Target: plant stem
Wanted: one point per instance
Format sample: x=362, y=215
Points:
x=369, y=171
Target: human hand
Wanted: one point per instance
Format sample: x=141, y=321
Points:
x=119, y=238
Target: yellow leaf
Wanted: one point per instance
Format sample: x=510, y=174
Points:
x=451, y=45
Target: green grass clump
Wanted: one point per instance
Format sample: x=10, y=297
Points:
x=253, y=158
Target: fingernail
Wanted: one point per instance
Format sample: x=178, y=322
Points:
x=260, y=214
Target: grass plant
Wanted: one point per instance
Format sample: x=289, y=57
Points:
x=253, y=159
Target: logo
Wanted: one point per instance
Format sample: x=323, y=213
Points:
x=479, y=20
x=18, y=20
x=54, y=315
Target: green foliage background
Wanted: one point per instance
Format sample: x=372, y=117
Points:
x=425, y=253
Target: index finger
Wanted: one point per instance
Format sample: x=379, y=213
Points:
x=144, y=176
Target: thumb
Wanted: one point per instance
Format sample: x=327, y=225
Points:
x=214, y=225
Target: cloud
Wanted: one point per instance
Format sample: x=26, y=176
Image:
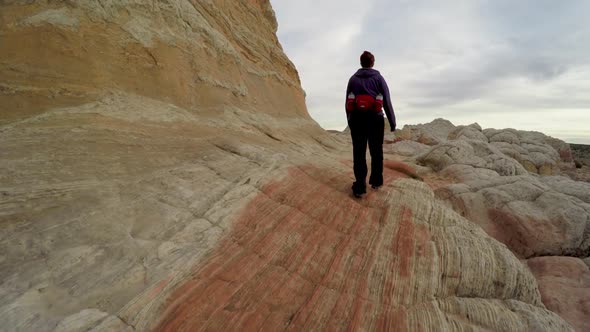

***

WHAT THE EXERCISE ASKS = Give every entry back unchanged, with no pictures.

EXERCISE RESPONSE =
Target: plant stem
Wanted: one point per instance
Format sample: x=362, y=215
Points:
x=369, y=171
Target: human hand
Wanted: one point per instance
Format sample: x=141, y=321
Points:
x=119, y=238
Target: yellow leaf
Wanted: one point per instance
Format sample: x=510, y=174
Points:
x=451, y=45
Target: green grass clump
Wanted: one point per instance
Format sample: x=10, y=297
Points:
x=253, y=158
Target: fingernail
Wanted: one point per instance
Format sample: x=178, y=322
Points:
x=260, y=214
Target: grass plant
Wanted: one point per instance
Format sample: x=289, y=57
Points:
x=253, y=159
Target: logo
Wanted: one point per instance
Format sample: x=323, y=213
Points:
x=479, y=20
x=18, y=20
x=54, y=315
Target: green foliage background
Wanted: one point per instance
Format sample: x=372, y=117
Points:
x=425, y=253
Target: index finger
Wanted: one point per instance
Format sample: x=379, y=213
Points:
x=144, y=176
Target: thumb
Wanted: one point per instance
Format sample: x=327, y=225
Points:
x=214, y=225
Target: cloud
Wanted: one point per instance
Format sample: x=26, y=176
Image:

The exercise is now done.